* [Instructions for the task]: Pull out every line of the items below that contains the word "each", and treat the match as case-sensitive.
*** Dataset entries
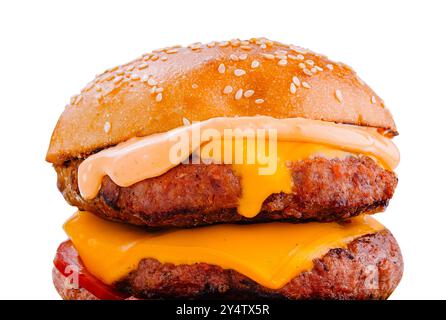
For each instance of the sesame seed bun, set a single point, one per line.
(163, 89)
******
*** Dataset entries
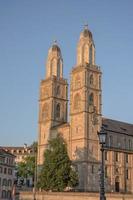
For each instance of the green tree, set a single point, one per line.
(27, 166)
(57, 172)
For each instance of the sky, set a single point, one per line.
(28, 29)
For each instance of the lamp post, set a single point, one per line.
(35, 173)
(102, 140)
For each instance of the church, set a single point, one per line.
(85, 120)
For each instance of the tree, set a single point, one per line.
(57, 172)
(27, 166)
******
*** Dataset entries
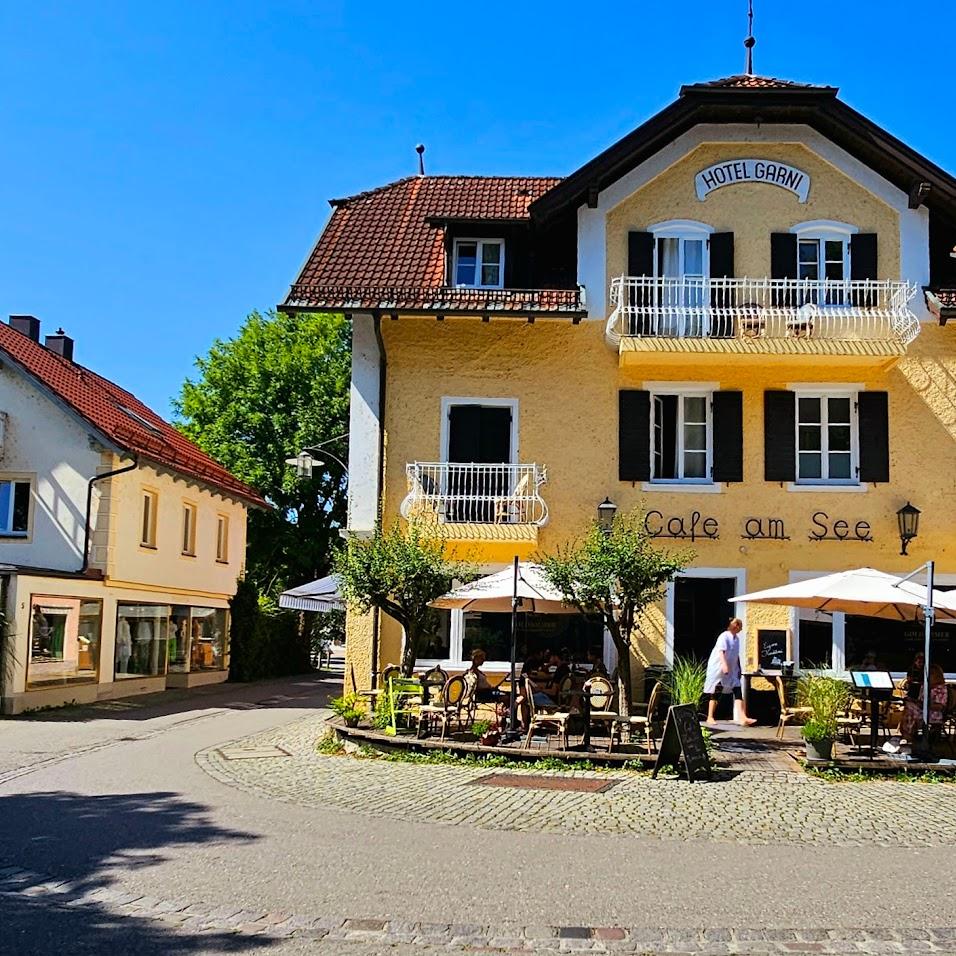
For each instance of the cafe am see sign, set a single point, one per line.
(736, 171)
******
* [Task result]:
For each instance of the sesame seed bun, set a single point, one per line.
For each instance of the green tree, set a single point, one per line.
For each instance of the sky, set a single point, one per line.
For each instance of the lamp post, set a single point, one per line.
For each instance of the church, set a single point, one per line.
For each instance of the tree, set a single point, one per line.
For each instance of the cafe am see sign, set a single point, one per line.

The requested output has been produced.